### Stored items from a collection
* begin *
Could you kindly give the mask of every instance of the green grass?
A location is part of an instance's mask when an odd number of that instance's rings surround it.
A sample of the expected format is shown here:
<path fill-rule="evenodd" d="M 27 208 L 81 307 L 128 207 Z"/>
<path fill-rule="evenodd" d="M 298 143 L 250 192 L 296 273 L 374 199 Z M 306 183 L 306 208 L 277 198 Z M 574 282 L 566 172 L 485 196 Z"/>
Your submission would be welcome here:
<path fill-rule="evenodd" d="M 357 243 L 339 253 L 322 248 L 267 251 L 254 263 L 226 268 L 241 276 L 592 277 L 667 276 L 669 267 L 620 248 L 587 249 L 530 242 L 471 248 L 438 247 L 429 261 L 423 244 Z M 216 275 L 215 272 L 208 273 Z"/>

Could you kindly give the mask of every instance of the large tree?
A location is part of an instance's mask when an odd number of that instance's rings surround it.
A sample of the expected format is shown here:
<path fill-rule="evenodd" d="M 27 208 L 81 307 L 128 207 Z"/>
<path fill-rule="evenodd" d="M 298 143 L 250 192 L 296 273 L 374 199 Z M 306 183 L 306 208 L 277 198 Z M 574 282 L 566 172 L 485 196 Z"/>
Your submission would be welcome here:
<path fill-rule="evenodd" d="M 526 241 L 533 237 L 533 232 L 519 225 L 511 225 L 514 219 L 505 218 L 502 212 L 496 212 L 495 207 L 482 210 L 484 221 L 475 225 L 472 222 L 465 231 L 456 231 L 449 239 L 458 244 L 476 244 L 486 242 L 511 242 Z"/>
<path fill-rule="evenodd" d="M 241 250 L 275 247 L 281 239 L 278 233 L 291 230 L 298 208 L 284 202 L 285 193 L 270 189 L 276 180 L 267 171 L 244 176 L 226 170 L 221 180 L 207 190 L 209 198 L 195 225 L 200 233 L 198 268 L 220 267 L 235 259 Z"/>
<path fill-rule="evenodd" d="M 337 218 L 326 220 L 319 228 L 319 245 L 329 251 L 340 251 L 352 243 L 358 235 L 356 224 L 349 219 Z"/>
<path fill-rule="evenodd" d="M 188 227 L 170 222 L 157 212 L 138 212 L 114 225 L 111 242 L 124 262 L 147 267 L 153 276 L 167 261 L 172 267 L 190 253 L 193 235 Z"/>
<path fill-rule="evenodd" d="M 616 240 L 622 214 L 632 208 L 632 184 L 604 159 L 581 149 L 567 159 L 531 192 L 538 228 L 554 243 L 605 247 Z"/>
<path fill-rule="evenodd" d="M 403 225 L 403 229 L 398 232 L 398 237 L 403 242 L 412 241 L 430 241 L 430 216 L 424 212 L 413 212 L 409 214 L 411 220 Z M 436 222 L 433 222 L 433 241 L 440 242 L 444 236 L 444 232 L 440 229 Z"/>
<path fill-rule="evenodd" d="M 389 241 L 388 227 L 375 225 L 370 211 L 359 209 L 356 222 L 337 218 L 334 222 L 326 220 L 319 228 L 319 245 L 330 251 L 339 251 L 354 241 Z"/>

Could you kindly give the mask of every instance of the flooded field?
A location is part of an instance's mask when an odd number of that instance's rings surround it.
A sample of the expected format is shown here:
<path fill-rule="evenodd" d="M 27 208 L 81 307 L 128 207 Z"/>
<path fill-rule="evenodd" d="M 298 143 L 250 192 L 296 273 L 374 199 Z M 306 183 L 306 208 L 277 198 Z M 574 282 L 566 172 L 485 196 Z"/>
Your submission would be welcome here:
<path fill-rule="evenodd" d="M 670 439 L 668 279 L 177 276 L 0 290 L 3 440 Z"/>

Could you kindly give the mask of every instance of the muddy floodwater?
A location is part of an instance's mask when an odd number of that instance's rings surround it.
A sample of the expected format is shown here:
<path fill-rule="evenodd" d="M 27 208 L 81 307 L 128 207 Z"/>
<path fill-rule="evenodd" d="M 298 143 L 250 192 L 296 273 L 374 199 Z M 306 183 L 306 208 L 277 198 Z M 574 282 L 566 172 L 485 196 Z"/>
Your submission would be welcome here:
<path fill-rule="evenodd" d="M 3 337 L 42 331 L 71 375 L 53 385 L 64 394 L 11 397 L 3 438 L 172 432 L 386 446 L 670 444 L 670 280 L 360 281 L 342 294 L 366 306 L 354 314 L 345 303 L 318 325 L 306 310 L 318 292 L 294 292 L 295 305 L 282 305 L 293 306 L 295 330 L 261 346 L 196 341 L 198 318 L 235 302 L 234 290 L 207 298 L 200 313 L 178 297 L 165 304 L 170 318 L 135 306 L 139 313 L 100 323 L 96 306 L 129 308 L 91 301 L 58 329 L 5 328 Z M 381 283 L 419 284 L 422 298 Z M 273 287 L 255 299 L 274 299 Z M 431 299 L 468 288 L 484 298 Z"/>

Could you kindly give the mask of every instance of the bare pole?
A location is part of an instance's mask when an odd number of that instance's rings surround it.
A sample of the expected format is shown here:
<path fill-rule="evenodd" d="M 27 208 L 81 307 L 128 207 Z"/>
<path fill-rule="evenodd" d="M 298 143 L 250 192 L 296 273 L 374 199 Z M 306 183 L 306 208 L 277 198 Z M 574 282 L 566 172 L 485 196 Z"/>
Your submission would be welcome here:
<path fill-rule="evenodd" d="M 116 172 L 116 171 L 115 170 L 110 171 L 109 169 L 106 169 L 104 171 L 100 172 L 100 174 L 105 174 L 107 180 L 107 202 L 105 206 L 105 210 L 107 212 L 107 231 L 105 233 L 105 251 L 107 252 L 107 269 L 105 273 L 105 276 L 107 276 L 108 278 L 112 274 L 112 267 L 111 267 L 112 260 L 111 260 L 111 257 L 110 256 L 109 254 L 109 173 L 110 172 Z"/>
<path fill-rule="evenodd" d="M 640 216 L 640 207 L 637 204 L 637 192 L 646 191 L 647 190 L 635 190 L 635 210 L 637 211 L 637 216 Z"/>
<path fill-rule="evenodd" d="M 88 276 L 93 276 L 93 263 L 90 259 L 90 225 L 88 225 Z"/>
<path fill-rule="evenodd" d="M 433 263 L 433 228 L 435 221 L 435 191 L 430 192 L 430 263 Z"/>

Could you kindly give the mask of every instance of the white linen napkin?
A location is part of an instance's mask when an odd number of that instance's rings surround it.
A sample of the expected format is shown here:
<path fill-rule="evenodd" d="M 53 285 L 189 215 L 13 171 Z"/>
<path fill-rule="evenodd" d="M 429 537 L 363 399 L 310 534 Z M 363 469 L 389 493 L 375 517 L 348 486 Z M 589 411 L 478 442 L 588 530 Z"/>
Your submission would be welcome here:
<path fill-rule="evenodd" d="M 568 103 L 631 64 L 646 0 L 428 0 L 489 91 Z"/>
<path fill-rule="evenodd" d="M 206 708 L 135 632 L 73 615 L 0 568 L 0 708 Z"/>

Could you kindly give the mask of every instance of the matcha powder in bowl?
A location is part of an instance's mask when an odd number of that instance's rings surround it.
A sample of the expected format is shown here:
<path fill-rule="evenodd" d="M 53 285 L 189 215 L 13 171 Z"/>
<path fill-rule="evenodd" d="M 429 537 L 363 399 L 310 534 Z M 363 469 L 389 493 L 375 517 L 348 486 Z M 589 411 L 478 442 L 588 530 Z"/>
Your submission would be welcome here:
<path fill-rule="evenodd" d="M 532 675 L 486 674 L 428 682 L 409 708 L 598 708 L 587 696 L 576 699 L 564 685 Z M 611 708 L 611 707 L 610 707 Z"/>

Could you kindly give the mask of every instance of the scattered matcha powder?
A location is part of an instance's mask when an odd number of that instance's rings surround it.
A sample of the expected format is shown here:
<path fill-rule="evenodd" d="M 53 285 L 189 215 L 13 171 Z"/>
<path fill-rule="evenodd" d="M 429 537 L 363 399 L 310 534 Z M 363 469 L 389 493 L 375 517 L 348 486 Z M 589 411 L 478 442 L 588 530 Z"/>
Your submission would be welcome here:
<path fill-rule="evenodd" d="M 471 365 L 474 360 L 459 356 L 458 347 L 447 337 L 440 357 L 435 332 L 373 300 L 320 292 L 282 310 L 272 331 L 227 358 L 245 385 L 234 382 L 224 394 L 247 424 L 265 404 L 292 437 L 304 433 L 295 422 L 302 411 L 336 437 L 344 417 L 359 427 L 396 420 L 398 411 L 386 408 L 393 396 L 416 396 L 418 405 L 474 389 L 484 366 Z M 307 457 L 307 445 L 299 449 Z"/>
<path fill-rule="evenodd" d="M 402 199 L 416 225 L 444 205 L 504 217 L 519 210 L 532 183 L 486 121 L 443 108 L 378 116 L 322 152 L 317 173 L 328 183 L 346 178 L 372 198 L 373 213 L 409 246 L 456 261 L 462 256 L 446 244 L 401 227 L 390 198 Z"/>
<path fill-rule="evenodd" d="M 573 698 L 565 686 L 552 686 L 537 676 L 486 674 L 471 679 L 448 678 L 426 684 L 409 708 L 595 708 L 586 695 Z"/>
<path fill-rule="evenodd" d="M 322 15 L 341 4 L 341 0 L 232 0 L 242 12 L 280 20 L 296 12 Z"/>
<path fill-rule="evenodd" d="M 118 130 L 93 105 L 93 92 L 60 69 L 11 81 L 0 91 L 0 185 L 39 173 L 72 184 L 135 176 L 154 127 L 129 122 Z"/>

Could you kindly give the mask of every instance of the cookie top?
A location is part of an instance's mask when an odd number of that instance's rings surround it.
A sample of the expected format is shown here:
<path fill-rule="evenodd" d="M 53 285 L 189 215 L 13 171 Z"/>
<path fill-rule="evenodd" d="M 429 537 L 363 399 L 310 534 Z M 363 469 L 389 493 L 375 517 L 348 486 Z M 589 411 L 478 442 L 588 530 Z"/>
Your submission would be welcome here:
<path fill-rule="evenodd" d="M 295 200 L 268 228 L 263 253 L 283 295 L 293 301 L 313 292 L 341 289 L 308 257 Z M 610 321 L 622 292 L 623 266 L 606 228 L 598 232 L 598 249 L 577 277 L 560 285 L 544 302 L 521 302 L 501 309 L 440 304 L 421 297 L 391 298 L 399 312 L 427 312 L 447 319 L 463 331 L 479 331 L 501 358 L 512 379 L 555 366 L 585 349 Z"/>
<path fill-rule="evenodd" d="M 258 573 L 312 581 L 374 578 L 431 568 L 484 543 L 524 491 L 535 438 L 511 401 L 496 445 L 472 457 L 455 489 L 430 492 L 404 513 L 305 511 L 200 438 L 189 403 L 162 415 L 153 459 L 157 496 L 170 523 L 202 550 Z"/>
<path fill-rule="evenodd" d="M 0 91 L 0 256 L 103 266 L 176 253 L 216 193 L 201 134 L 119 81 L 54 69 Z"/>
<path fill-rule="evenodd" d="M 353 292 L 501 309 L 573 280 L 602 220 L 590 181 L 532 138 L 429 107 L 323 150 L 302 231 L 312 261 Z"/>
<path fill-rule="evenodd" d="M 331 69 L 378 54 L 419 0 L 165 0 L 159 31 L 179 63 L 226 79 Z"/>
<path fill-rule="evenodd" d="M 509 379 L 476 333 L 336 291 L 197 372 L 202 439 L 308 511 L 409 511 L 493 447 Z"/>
* end *
### Directions for this task
Reproduce, unchanged, the lines above starting with the line that contains "white linen napkin?" and continuing through the line that contains "206 708 L 135".

### Exercise result
Could you kindly give the mask of every instance of the white linen napkin?
A location is part of an instance's mask when an odd number of that instance's rings surround it.
A sample of the expected format is shown here:
<path fill-rule="evenodd" d="M 53 285 L 189 215 L 13 171 Z"/>
<path fill-rule="evenodd" d="M 429 537 L 363 399 L 310 534 Z M 363 469 L 389 493 L 375 517 L 348 486 Z M 589 411 L 478 442 L 588 530 Z"/>
Your submission would be welcome here:
<path fill-rule="evenodd" d="M 568 103 L 631 64 L 646 0 L 428 0 L 489 91 Z"/>
<path fill-rule="evenodd" d="M 206 708 L 135 632 L 73 615 L 0 568 L 0 708 Z"/>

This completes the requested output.